» **SOURCE EXTRACT**:
◇ ◇ ◇ ◇

She understood the country's spiritual and psychological needs for a leader and knew that.
It was a role that she had to fulfill. Quote.
A war makes special demands. The confidence that was sufficient in peacetime is no longer enough. Confidence was the word that echoed in me constantly. My thinking and acting were long dominated by the thought I had to earn it end. Just three days after Germany declared war on Russia on August fourth, nineteen fourteen, Germany invaded Belgium, The Netherlands began to accept Belgian refugees, and the Dutch began to learn firsthand of the cruelty that people were being subjected to.

◇ ◇ ◇ ◇

(Saved entries)
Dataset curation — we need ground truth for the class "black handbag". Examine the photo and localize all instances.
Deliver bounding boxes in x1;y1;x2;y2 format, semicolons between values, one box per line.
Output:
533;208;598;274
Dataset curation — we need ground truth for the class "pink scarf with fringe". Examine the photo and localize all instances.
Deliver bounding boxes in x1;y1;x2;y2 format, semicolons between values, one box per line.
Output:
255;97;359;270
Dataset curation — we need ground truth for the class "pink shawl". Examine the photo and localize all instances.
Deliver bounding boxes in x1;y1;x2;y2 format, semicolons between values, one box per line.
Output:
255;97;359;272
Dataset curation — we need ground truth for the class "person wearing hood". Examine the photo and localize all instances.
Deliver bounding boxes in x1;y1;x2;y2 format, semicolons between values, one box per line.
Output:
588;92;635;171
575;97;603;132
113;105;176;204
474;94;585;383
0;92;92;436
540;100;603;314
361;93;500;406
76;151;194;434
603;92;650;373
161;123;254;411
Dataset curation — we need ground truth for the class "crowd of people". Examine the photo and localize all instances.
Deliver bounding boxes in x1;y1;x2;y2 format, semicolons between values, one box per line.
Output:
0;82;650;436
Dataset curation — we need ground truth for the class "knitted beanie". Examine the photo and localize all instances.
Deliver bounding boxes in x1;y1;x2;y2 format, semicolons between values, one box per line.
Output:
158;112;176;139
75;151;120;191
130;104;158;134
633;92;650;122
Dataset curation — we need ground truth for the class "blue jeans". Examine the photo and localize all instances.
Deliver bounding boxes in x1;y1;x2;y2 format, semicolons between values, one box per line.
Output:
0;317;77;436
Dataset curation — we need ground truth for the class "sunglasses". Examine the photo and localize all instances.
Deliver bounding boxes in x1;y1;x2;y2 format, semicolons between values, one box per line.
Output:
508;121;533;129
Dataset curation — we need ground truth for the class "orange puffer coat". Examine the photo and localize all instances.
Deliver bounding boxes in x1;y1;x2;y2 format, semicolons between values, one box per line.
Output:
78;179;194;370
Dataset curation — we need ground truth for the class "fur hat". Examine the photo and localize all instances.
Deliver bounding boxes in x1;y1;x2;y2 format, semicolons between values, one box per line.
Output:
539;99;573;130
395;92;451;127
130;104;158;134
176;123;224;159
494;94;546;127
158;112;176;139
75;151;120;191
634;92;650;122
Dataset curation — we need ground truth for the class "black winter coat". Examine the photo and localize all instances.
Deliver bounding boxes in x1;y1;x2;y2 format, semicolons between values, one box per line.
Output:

◇ ◇ ◇ ◇

» **WHAT YOU HAVE TO DO**: Return the part of the passage on the Netherlands at the outbreak of war that lies between "It was a role" and "being subjected to.", inclusive.

» **FINISHED ANSWER**:
It was a role that she had to fulfill. Quote.
A war makes special demands. The confidence that was sufficient in peacetime is no longer enough. Confidence was the word that echoed in me constantly. My thinking and acting were long dominated by the thought I had to earn it end. Just three days after Germany declared war on Russia on August fourth, nineteen fourteen, Germany invaded Belgium, The Netherlands began to accept Belgian refugees, and the Dutch began to learn firsthand of the cruelty that people were being subjected to.